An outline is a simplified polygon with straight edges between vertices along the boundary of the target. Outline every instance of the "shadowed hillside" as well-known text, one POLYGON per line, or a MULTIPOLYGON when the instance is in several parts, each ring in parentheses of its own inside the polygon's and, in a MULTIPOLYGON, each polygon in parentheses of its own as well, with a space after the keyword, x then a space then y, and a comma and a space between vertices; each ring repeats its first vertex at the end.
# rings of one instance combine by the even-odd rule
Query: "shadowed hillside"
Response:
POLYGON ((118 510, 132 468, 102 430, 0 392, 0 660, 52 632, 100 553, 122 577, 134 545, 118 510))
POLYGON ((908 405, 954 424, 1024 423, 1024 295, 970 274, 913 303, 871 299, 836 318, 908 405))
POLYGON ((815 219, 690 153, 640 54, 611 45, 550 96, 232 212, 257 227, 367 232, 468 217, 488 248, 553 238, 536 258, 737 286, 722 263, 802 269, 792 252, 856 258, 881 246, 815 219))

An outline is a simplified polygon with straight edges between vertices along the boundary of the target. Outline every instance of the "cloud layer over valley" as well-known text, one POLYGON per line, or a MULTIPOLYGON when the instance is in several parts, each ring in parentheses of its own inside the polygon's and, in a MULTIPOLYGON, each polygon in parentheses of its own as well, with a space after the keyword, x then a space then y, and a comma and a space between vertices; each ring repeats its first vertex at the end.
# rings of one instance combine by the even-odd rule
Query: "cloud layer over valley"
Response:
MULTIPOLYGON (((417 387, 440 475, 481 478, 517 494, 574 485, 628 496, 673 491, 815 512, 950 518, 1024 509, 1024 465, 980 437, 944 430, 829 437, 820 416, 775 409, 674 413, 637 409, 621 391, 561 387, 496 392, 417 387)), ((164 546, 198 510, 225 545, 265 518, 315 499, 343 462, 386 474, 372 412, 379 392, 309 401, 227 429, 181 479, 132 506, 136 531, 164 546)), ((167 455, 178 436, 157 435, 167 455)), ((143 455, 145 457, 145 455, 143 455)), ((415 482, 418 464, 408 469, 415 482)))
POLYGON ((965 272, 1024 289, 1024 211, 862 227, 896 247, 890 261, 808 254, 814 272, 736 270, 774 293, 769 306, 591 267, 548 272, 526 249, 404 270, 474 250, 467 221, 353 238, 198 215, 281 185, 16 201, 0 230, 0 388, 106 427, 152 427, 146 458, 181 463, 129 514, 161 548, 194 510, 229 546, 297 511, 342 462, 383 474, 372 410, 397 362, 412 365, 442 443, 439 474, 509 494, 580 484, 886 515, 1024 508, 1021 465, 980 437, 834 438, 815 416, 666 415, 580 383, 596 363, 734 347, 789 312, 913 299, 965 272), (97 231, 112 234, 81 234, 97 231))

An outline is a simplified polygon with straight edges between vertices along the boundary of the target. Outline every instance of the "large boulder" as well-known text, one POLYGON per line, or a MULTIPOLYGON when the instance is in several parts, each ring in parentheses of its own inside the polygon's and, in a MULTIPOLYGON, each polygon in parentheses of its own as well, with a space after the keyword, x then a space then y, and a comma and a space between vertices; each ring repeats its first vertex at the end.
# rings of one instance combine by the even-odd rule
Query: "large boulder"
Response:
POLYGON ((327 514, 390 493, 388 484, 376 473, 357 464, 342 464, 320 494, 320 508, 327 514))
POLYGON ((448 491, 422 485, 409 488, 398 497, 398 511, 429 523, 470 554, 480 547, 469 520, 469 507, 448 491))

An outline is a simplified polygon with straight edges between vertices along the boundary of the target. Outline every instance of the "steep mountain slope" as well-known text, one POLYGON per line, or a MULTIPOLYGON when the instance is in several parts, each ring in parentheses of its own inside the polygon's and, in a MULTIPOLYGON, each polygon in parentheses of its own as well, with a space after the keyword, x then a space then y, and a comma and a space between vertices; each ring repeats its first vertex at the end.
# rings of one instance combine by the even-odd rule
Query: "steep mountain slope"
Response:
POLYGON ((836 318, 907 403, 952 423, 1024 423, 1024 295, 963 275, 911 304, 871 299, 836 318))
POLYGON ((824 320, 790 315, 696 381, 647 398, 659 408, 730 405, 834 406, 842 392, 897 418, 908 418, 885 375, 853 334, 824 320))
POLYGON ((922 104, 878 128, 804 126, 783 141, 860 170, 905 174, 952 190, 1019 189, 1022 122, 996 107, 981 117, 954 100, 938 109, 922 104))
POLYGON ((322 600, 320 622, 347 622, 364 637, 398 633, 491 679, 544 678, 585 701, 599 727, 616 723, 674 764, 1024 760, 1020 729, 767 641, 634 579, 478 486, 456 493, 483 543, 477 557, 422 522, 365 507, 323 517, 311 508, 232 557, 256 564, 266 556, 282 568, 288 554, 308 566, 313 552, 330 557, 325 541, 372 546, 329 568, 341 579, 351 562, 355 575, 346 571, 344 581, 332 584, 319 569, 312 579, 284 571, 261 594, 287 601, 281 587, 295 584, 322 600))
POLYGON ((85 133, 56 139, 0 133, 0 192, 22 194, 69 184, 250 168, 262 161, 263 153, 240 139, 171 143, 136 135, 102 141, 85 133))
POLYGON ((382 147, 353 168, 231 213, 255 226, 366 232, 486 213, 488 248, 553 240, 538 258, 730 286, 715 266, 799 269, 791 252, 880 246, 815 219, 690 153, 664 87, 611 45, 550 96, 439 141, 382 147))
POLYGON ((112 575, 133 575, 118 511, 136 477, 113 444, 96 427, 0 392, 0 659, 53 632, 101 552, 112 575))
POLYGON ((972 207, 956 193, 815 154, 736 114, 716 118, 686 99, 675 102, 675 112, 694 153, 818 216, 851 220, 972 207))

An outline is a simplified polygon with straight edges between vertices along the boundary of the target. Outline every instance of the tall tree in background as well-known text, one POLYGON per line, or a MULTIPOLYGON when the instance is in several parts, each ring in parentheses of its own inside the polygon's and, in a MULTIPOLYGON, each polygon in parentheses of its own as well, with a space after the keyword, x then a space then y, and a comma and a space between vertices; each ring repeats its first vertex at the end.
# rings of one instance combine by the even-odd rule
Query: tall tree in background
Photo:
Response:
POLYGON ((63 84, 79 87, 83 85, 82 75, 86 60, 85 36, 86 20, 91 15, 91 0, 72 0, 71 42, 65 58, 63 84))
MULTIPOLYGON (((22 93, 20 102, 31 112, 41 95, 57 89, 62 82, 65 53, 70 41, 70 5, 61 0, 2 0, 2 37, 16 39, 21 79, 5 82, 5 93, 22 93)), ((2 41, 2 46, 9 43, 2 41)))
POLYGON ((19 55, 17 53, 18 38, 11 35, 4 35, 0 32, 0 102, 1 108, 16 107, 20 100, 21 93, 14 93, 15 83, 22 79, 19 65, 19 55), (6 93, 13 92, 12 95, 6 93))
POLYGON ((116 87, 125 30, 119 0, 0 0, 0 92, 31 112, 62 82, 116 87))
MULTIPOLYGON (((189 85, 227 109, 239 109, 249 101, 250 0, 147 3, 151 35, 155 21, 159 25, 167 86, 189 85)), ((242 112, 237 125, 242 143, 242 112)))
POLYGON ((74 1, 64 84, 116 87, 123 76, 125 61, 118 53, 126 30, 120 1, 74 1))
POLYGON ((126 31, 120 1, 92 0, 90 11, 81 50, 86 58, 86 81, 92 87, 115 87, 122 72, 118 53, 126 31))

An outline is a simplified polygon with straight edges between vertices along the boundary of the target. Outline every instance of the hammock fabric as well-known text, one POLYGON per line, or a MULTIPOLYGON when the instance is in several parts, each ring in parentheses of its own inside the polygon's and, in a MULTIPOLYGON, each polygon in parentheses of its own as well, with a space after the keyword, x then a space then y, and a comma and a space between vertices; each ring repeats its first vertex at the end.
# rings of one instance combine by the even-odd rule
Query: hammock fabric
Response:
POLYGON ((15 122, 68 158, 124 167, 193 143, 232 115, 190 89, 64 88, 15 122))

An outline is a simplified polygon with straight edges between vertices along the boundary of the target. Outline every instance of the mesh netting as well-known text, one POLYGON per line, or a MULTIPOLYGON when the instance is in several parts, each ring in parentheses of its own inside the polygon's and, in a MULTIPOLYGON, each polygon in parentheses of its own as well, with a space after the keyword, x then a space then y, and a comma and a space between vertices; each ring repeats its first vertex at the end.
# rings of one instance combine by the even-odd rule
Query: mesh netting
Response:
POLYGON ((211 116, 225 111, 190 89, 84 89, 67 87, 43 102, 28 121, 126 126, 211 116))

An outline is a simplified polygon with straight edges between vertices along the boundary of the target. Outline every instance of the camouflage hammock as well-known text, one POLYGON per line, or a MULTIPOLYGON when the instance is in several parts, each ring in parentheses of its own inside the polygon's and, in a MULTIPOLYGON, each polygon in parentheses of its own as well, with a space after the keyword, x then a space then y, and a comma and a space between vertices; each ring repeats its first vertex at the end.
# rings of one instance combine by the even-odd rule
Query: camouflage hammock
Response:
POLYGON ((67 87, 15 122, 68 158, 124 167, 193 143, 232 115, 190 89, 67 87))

● **Work to be completed**: How many lines in the listing above include the word "over"? Respond with the number and nothing else.

● **Solution**: 2